Task to complete
Write all of the lines below out again, exactly as they stand.

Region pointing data
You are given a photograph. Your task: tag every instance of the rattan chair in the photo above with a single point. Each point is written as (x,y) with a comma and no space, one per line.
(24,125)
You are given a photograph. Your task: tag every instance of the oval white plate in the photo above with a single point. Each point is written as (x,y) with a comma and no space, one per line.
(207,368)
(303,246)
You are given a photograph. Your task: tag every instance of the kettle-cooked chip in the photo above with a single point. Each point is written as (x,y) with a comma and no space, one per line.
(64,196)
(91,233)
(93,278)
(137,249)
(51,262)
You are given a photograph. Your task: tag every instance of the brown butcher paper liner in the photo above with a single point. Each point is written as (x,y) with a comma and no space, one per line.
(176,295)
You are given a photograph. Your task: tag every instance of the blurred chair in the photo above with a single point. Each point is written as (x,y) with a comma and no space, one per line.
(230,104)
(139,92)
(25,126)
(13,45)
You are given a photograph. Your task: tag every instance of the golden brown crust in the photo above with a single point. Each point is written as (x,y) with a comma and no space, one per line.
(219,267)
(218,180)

Final answer
You are given a photograph. Your task: tag every instance of the rattan chair in the photo above with a single point. Each point is written as (x,y) with a comma and no space, one per line.
(24,125)
You are given a photograph. Your task: tag every instance of the oval white plate in the photo above with a single point. Each point is written as (x,y) with a comma and no space, one per line.
(207,368)
(303,246)
You are given a photograph. Your task: tag every instance of the kettle-cooked chip in the photo above with a single point. Each point is written as (x,y) with a comma and no space, one per line.
(64,196)
(91,233)
(93,278)
(137,249)
(51,262)
You are given a photograph. Your task: tag every instance of the brown butcher paper liner in the photo above with a single point. Each point is written as (x,y) with a comma and no space, one per line.
(176,295)
You are given a photograph. Your task: tag every instance of the blurred chair in the photo above with a single point. Each point is written as (x,y) with a comma and no space, one per line.
(230,104)
(139,92)
(25,126)
(13,45)
You are given a photograph. Your task: tag every instance of the golden brown crust in the photo above with a single point. Each point is written as (x,y) with a comma and no space, one per line.
(219,267)
(218,180)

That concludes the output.